Provided passage:
━━━━━━━━

The RG33 incorporates design work that leverages the best expertise from four decades of designing mine-protected and mine-hardened vehicles in South Africa, and the company’s long history of providing high-survivability combat vehicles in the US.
The company’s facilities in the US are now producing RG33 vehicles to deliver US Marine Corps orders worth a total of US$291.2m for 531 Category I (4x4) and Category II (6x6) vehicles, including special operations and ambulance variants.
As well as the RG33, BAE Systems has two other vehicles in the MRAP programme.
In the most recent contract, BAE Systems Land Systems in South Africa, through its partnership with General Dynamics Land Systems Canada (GDLS-C), was awarded a $135 million order for 600 Category II RG31 Mk5E vehicles for the Marines. The vehicle is an extended version of the RG31 Mk5 currently in service and which has already proven to be highly effective against mines, IEDs and ballistic threats encountered by US and allied forces in Iraq and Afghanistan.
And with the recent acquisition of Armor Holdings, BAE Systems will be building 1,170 MRAPS vehicles based on the Caiman family of medium tactical vehicles following a $518.5 million order for 1,154 Category I and 16 Category II vehicles placed in July.
John Swift, MRAP Program Manager for BAE Systems, said: “It is our true privilege to be part of the MRAP team with our full understanding that saving lives tomorrow means delivering these highly survivable vehicles today.”
The view from the front line is that the MRAP vehicle is delivering. According to Marine Corps Brigadier General Michael Brogan: “They are giving troops a sense of confidence that spills into their mission. From a performance standpoint, it’s done its job. From a reliability standpoint, it’s exceeded its job.”

━━━━━━━━

Extracted records:

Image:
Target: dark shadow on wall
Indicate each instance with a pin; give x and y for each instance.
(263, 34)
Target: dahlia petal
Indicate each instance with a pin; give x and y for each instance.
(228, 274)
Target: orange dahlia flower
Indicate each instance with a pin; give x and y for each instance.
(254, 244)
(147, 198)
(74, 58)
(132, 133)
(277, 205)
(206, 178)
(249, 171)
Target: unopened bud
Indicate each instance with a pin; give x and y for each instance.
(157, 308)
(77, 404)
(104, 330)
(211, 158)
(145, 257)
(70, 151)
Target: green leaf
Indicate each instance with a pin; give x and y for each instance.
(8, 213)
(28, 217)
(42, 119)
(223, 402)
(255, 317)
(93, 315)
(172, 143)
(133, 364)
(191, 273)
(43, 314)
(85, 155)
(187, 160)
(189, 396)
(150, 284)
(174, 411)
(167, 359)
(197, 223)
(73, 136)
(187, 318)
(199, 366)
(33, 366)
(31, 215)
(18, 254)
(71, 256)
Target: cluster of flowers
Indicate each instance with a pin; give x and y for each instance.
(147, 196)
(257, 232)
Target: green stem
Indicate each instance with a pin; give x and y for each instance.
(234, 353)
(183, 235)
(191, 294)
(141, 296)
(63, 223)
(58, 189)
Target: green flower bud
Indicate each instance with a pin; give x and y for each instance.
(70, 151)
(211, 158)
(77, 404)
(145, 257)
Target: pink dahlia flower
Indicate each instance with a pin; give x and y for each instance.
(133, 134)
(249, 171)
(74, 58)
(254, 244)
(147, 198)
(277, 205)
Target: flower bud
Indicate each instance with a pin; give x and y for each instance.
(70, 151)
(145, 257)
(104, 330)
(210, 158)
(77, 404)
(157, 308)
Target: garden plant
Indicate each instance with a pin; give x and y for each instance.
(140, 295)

━━━━━━━━

Written instruction: Print the part of the MRAP vehicle passage above that opens with the words containing "The company’s facilities" and closes with "and ambulance variants.".

Result for this exercise:
The company’s facilities in the US are now producing RG33 vehicles to deliver US Marine Corps orders worth a total of US$291.2m for 531 Category I (4x4) and Category II (6x6) vehicles, including special operations and ambulance variants.